As Imperial Premier, Cydonius' West-Politik effort during his second and third stints was to bring about a reconciliation of the Byzantine and Roman Churches, in order to cement a military alliance against the ever-encroaching Islam, a program that culminated in Emperor John V Palaiologos' reconciliation with Catholicism. His younger brother and somewhat-collaborator in his efforts was the noted anti-Palamite theologian Prochoros Kydones.
Cydonius was initially a student of the Greek classical scholar, philosopher and Palamite Nilos Kabasilas. Emperor John VI Kantakouzenos, a staunch follower of Palamism, the Hesychast or Quietist doctrine of Gregory Palamas, had befriended Demetrius Cydonius as a young man and had employed him as his Imperial Premier or Mesazon (1347–1354) at the age of 23; at the Emperor's request, Cydonius began to translate Western polemical works against Islam, such as the writings of the Dominican Ricoldo da Monte Croce, from Latin into Greek, and which the Emperor John VI Kantakouzenos used as references in his own writings against Muhammad and Islam (although his own daughter was married to the Turkish Muslim Emir Orhan of Bithynia). At Emperor John VI Kantakouzenos' urging, Cydonius acquired knowledge of Latin, and learned to speak, read and write it well. This prompted Cydonius to a deeper learning of Latin theology, particularly St. Thomas Aquinas, and he attempted to introduce his compatriots to Thomistic Scholasticism by translating some of Aquinas' writings into Greek. John VI Kantakouzenos also encouraged him in his Latin studies and he himself read some Thomist literature. However, this put Demetrius Cydonius on a journey that eventually ended with his conversion to Catholicism.
Anxious to concentrate on his Latin studies, Cydonius retired for a time to private life from the Imperial Premiership in 1354, just before John V Palaiologus succeeded in ousting John VI Kantakouzenos. When Cydonius entered the service of Emperor John V Palaiologos, as he soon did, he remained friendly to his former employer Emperor John VI Kantakouzenos. On the other hand, he found himself unable or unwilling to follow John VI Kantakouzenos into his Palamism, preferring the more logical and intelligible Thomism.
His younger brother Prochoros Cydonius was a monk on Mt. Athos, and he too learnt Latin, but did not follow Demetrius to Rome. Prochoros admired and translated some of the works of Ss. Augustine of Hippo & Thomas Aquinas, but parted company with Kantakouzenos by becoming an argumentative anti-Palamite. On retiring from public office in 1354, Demetrius Cydonius went to Italy where he studied the writings of the leading medieval philosophical theologians, and made Greek translations of the major works of Western writers, including tracts by St. Augustine of Hippo (5th century) and St. Thomas Aquinas' Summa theologica. By 1365 he had made a profession of faith in the Catholic Church. (Source, Donald M. Nicol, The Reluctant Emperor)

------------------------------------------------

■ **Problem statement**
Rewrite the passage on Cydonius starting at "Anxious to concentrate" and ending at "and intelligible Thomism.", with "Imperial Premiership" changed to "office of Mesazon".

■ **Dataset extract**
------------------------------------------------

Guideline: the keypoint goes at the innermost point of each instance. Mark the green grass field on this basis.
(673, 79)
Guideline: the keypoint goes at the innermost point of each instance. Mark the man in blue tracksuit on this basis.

------------------------------------------------

■ **Exercise response**
Anxious to concentrate on his Latin studies, Cydonius retired for a time to private life from the office of Mesazon in 1354, just before John V Palaiologus succeeded in ousting John VI Kantakouzenos. When Cydonius entered the service of Emperor John V Palaiologos, as he soon did, he remained friendly to his former employer Emperor John VI Kantakouzenos. On the other hand, he found himself unable or unwilling to follow John VI Kantakouzenos into his Palamism, preferring the more logical and intelligible Thomism.